* START Data in this exercise *

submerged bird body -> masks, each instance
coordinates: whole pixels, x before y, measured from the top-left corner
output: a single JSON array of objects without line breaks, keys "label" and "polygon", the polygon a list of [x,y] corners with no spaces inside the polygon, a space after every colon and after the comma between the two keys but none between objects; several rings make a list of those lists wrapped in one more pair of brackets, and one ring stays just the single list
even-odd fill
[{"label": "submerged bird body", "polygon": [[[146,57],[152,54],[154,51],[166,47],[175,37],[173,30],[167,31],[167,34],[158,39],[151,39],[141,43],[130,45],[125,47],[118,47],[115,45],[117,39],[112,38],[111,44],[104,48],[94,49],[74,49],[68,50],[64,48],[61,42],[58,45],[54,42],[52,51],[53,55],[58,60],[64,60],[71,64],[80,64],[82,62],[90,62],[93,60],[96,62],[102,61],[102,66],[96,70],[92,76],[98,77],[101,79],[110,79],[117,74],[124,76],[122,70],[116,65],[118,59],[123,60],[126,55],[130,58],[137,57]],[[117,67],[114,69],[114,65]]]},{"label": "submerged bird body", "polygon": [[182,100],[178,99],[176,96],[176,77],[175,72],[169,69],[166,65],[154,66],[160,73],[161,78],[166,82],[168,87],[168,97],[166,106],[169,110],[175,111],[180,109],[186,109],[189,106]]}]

* END Data in this exercise *

__Exercise objective__
Reproduce every one of the lines above verbatim, changing nothing.

__Finished task__
submerged bird body -> masks, each instance
coordinates: whole pixels, x before y, measured from the top-left corner
output: a single JSON array of objects without line breaks, keys "label" and "polygon", the polygon a list of [x,y] corners with no spaces inside the polygon, a space after every colon and after the comma between the two keys but none between objects; several rings make a list of those lists wrapped in one more pair of brackets, and one ring stays just the single list
even-odd fill
[{"label": "submerged bird body", "polygon": [[[146,57],[152,54],[154,51],[166,47],[175,37],[173,30],[167,31],[167,34],[158,39],[151,39],[141,43],[130,45],[125,47],[118,47],[115,45],[117,39],[112,38],[111,44],[104,48],[94,49],[74,49],[68,50],[64,48],[61,42],[58,45],[54,42],[52,51],[53,55],[58,60],[64,60],[71,64],[80,64],[82,62],[90,62],[93,60],[96,62],[102,61],[102,66],[96,70],[92,76],[98,77],[101,79],[110,79],[117,74],[124,76],[122,70],[116,65],[118,59],[123,60],[126,55],[130,58],[137,57]],[[117,67],[114,69],[114,65]]]},{"label": "submerged bird body", "polygon": [[182,100],[178,99],[176,96],[176,77],[175,72],[169,69],[166,65],[154,66],[160,73],[161,78],[166,82],[168,87],[168,97],[166,106],[169,110],[175,111],[180,109],[186,109],[189,106]]}]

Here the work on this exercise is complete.